DATA SUPPLIED Block Start
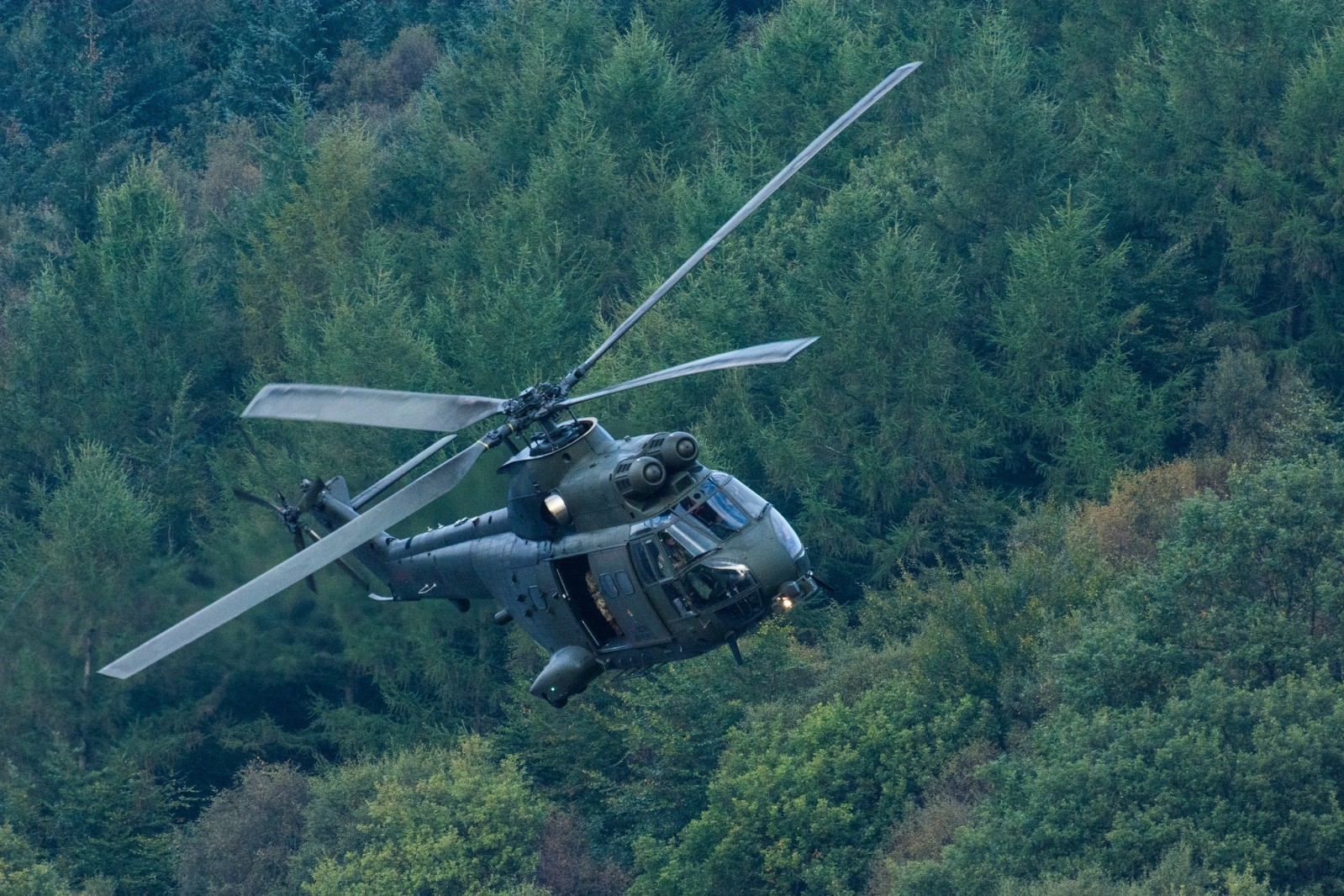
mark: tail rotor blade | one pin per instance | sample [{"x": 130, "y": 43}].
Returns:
[
  {"x": 372, "y": 408},
  {"x": 767, "y": 354},
  {"x": 314, "y": 556}
]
DATA SUPPLIED Block End
ABOUT THIS TASK » Make an exact copy of the records shown above, without the pictures.

RESPONSE BOX »
mark: tail rotor blade | one pin per instance | sample [{"x": 130, "y": 43}].
Returns:
[
  {"x": 372, "y": 408},
  {"x": 767, "y": 354},
  {"x": 314, "y": 556}
]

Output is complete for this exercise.